◆ **Direction a**: Translate this sentence from the forum thread into Spanish: "If you want to use covariate.predictions please reply with the problem you encountered."

◆ **Excerpted text**:
■ ■ ■

My top model for American oystercatcher nest survival was predicted by age alone. I am trying to plot the daily survival rate estimates with their confidence intervals. I am having trouble calculating the confidence intervals.

I followed the above example with the formula DSR = exp(log-odds of DSR)/(1+exp(log-odds of DSR)) to calculate the daily survival rate of American oystercatchers across ages 0–35. What would the formula be if I wanted to hand calculate the confidence intervals associated with the daily survival rates? I recognize that I can pull the value of the standard error for the age term from my top model, after naming the top model, and plug this value into a typical standard error formula of lcl = dsr – 1.96*se, but I'm not sure if it makes sense to have a confidence interval that is a consistent amount across all ages so that the graph appears to have a single unchanging width representing the confidence interval.

My main question is if I am pulling the correct value for the standard error to use?

I have previously tried using the function covariate.predictions to get my daily survival rate estimates and confidence intervals in order to plot them, but was not able to successfully do this. However, the above formula for calculating the daily survival rate by hand worked to get my daily survival rate values. I am hoping to use a similar formula to manually calculate the confidence intervals surrounding my daily survival rates, in order to plot them.

Code is below.
Thanks in advance for the help.

Code: Select all

m0 <- mark(NestSurvivalData, nocc = 115, model = "Nest", model.parameters = list(S=list(formula=~NestAge)))
m0

age <- c(rep(1:35)) #get ages
#make predictions
##betas
#intercept
#4.2755890
#age
#-0.0344769
#se of age
#0.0060471

#estimated log odds dsr
logodds = 4.2755890 +(-0.0344769*age)

#DSR = exp(log-odds of DSR)/(1+exp(log-odds of DSR))
dsr = exp(logodds)/(1+exp(logodds))

#calculate ci
#m0 says se of age= 0.0060471. probs need to do calculation, not use raw
lcl = dsr - (1.96*0.0060471)
ucl = dsr + (1.96*0.0060471)

ageplot <- cbind.data.frame(age, dsr, lcl, ucl)

library(ggplot2)
ggplot(ageplot, aes(x = age, y = dsr)) +
  geom_line(size = 2) +
  geom_ribbon(aes(ymin = lcl, ymax = ucl), alpha = 0.2)


[jlaake]

If you want to do manually you will want to read the appendix in Cooch and White that discusses the delta method.

If you want to use covariate.predictions please reply with the problem you encountered.

■ ■ ■

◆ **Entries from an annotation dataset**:
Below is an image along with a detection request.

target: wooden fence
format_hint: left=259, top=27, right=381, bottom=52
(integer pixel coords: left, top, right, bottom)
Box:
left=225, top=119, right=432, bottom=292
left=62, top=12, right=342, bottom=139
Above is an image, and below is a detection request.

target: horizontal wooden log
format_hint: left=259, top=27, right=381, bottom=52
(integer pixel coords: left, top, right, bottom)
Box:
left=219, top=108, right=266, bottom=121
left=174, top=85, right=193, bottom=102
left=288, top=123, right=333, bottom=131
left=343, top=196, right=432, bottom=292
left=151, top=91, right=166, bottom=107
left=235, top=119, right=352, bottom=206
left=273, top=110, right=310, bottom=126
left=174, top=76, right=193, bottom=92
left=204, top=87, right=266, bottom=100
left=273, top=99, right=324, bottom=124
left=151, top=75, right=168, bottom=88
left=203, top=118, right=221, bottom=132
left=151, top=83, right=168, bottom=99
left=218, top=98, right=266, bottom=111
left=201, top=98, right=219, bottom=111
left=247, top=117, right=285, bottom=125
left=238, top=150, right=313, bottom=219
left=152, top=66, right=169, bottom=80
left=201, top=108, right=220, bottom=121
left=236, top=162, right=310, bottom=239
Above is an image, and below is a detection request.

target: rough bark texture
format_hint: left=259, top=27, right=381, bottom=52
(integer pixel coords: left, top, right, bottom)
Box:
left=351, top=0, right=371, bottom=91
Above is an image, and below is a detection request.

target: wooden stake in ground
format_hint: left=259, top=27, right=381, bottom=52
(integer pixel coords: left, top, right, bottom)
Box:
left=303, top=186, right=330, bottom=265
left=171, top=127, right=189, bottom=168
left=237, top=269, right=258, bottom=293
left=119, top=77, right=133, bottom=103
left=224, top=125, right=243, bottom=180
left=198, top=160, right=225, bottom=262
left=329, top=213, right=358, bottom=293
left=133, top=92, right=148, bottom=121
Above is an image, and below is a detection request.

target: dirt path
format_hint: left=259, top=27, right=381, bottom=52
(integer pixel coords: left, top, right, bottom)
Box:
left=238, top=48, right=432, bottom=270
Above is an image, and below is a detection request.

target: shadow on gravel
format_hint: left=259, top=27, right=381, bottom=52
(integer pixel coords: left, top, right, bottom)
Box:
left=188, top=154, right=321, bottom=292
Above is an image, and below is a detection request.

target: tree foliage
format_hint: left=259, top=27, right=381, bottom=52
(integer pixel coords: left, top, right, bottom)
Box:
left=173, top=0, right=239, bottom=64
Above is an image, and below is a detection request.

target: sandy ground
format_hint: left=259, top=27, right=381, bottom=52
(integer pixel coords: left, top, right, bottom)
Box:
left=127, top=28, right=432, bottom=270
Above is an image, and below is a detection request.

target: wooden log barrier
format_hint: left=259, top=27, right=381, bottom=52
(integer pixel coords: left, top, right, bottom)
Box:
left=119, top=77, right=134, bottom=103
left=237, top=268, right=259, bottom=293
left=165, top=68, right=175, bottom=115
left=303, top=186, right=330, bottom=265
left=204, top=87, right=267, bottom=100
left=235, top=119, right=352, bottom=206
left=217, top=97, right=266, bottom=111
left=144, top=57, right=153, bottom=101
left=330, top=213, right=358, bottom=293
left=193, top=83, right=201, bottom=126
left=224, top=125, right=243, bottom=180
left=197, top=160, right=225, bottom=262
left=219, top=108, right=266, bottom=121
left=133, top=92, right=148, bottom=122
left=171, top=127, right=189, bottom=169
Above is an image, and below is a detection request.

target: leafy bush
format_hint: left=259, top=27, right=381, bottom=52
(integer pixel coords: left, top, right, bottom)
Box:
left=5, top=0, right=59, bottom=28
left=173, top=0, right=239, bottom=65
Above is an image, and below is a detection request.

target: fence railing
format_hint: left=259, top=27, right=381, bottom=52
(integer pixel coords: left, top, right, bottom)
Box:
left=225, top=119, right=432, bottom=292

■ ■ ■

◆ **Direction b**: Collect every line of the entries that contains the string "target", matching its case.

◆ **Task answer a**: Si quieres usar covariate.predictions, responde indicando el problema que encontraste.

◆ **Task answer b**:
target: wooden fence
target: horizontal wooden log
target: rough bark texture
target: wooden stake in ground
target: dirt path
target: shadow on gravel
target: tree foliage
target: sandy ground
target: wooden log barrier
target: leafy bush
target: fence railing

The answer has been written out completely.